Recorded information:

------------------------------------------------

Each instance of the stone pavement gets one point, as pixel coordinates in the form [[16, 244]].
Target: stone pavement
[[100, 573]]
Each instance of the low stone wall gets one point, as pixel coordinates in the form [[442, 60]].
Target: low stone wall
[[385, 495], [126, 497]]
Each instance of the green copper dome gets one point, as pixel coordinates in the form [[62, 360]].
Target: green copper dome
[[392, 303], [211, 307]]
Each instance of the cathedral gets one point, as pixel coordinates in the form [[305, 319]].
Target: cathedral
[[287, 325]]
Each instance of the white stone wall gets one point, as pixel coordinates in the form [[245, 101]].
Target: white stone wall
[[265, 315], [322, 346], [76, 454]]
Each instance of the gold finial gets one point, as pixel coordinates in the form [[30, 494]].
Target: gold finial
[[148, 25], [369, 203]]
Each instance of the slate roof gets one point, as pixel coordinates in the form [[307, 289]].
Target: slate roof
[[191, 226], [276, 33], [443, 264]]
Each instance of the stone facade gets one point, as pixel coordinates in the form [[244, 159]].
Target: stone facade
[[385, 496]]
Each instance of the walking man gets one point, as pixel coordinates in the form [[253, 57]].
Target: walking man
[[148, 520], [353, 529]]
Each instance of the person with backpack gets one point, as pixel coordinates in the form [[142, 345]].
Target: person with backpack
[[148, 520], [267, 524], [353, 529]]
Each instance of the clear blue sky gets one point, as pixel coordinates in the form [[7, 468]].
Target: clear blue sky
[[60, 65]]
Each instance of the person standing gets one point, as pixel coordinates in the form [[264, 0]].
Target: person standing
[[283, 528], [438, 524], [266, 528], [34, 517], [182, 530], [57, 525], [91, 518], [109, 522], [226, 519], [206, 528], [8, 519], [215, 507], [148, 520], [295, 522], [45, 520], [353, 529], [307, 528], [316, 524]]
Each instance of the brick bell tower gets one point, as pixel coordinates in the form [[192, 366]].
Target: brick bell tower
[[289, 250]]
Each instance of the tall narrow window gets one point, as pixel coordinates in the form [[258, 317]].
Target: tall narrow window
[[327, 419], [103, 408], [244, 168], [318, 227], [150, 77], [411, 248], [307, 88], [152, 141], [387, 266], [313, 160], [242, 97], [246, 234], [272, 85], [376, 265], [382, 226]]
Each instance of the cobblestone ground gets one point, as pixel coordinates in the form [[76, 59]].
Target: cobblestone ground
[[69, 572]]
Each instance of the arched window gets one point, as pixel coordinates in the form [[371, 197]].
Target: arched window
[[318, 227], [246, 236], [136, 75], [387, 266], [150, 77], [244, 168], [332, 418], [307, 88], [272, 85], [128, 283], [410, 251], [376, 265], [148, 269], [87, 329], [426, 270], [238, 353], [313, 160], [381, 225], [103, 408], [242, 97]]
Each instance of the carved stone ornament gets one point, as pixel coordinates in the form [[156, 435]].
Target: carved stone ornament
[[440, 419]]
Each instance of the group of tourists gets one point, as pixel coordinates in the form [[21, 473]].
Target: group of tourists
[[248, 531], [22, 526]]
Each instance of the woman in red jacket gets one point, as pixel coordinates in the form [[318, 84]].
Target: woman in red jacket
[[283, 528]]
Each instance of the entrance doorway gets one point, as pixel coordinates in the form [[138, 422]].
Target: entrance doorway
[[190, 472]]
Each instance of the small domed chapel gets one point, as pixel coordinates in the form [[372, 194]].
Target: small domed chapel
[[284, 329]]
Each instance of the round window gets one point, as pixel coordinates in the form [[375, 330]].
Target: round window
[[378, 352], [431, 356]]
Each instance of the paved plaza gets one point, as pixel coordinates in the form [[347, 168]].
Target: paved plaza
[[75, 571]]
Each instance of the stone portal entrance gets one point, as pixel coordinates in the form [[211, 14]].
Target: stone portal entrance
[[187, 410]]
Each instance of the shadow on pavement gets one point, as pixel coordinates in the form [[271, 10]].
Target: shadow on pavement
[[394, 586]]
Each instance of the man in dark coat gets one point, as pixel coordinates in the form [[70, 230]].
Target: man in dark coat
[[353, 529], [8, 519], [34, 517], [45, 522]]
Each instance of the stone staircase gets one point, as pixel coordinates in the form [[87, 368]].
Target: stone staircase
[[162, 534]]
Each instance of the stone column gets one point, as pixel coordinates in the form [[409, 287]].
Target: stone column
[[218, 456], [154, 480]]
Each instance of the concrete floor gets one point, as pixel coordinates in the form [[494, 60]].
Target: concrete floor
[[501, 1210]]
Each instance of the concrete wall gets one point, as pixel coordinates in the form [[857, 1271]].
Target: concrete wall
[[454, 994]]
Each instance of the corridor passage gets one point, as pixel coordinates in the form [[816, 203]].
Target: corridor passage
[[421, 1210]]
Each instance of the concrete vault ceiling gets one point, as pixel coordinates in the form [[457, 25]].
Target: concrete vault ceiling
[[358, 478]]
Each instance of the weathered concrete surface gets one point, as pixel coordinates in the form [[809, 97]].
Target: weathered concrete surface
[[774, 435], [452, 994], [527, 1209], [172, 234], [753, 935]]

------------------------------------------------

Short problem: Write out all the records above again, exactly as they stand.

Output below:
Each instance of the stone pavement gets one point, as pixel coordinates in the form [[16, 244]].
Target: stone pavement
[[100, 573]]
Each instance of the low stone wall gets one point, as pixel coordinates in the form [[442, 60]].
Target: low stone wall
[[385, 495], [126, 497]]
Each instance of the green copper dome gets one point, as pixel coordinates in the form [[62, 360]].
Target: green copper dome
[[392, 303], [211, 307]]
Each instance of the cathedral gets one point, as pixel coordinates in the form [[305, 319]].
Target: cathedral
[[287, 325]]
Each instance of the white stone wall gets one point, as pixel coordinates in the form [[245, 101]].
Target: white stone wall
[[265, 315], [322, 346], [76, 454]]
Each instance of the gold finial gets one point, as pixel coordinates in the form [[30, 494]].
Target: gold finial
[[148, 25], [369, 203]]
Each instance of the slate roof gets one point, as pixel coordinates in the form [[307, 289]].
Target: slate roof
[[191, 226], [276, 33], [443, 264]]
Each instance of the stone facade gets one point, as pixel coordinates in the form [[244, 159]].
Target: stone facade
[[385, 496]]
Each instance of the walking man gets one point, as pixel coordinates in the form [[253, 57]].
Target: walking man
[[148, 520], [353, 529]]
Each instance of the person with backpack gets one point, as pixel coordinates in the form [[142, 345]].
Target: person with backpack
[[148, 520], [267, 524], [353, 529]]
Each instance of the clear blue sky gets one point, as pixel coordinates in the form [[7, 468]].
Target: clear blue sky
[[60, 65]]
Each instance of the person standing gets one point, as pixel coordinates in the form [[264, 0]].
Target: person standing
[[283, 528], [438, 524], [266, 528], [34, 517], [182, 530], [57, 525], [91, 518], [109, 522], [226, 519], [206, 528], [8, 519], [215, 507], [148, 520], [295, 522], [45, 520], [353, 529], [307, 528], [316, 524]]
Each instance of the brick bell tower gets one point, as pixel coordinates in the form [[192, 366]].
Target: brick bell tower
[[289, 250]]
Each instance of the tall narrow window gets one point, as pixel coordinates in the form [[258, 317]].
Target: tall narrow window
[[327, 419], [103, 408], [244, 168], [318, 227], [150, 77], [411, 248], [307, 88], [152, 141], [387, 266], [313, 160], [242, 97], [246, 234], [272, 85], [376, 265], [382, 226]]
Each instance of the cobblestone ground gets one point, as pixel coordinates in the form [[76, 59]].
Target: cobblestone ground
[[69, 572]]
Each instance of the arched window gets one point, as pixel coordinates in the form [[371, 197]].
Target: arched window
[[318, 227], [246, 236], [136, 75], [387, 266], [150, 77], [244, 168], [332, 418], [307, 88], [272, 85], [128, 283], [410, 251], [376, 265], [148, 269], [87, 329], [426, 270], [238, 353], [313, 160], [381, 225], [103, 408], [242, 97]]
Each instance of the carved stone ornament gets one point, as pixel coordinates in the form [[156, 435]].
Target: carved stone ornament
[[440, 419]]
Each instance of the group of tourists gets one point, as pixel coordinates in the form [[21, 473]].
Target: group of tourists
[[248, 531], [22, 526]]
Each instance of the woman in red jacket gets one point, as pixel coordinates in the form [[318, 84]].
Target: woman in red jacket
[[283, 528]]
Each instance of the entrance doorway gets one point, as pixel coordinates in the form [[138, 422]].
Target: entrance doorway
[[190, 472]]
Each instance of the small domed chapel gets one point, as pixel coordinates in the form [[372, 194]].
Target: small domed chapel
[[284, 329]]
Each instance of the round window gets one point, as pixel coordinates in the form [[375, 330]].
Target: round window
[[378, 352], [431, 356]]
Each instance of the paved plaza gets one point, as pixel coordinates in the form [[347, 168]].
Target: paved plaza
[[75, 571]]
Each instance of the stone portal entrance gets one point, as pixel coordinates in the form [[211, 14]].
Target: stone portal entrance
[[187, 410]]
Each instance of the shadow on pavement gets one point, as pixel coordinates in the form [[271, 10]].
Target: shadow on pavement
[[394, 586]]
Each instance of the man in dark coat gets one point, as pixel coordinates in the form [[70, 230]].
Target: man in dark coat
[[353, 529], [8, 519], [34, 517], [45, 522]]
Each instance of the stone staircase gets one point, as pixel coordinates in the form [[87, 368]].
Target: stone staircase
[[162, 534]]
Each instance of the stone column gets one point, as pixel coordinates in the form [[409, 287]].
Target: stone column
[[218, 456], [154, 480]]
Each instance of the concrete floor gets one point, as pixel coordinates in the form [[494, 60]].
Target: concrete floor
[[501, 1210]]
Each instance of the concrete wall gets one point, as pixel coordinates in the form [[857, 1271]].
Target: concrete wall
[[454, 994]]
Each instance of the corridor passage gets one point, as pixel coordinates in the form [[816, 203]].
Target: corridor passage
[[421, 1210]]
Each instance of the concrete vault ceiling gets one point, as pixel coordinates in the form [[457, 25]].
Target: concrete vault ceiling
[[358, 478]]
Each instance of the weathered concrete surface gets one point, as pixel coordinates in the form [[809, 97]].
Target: weathered concrete surface
[[774, 435], [452, 994], [527, 1209], [172, 234], [753, 935]]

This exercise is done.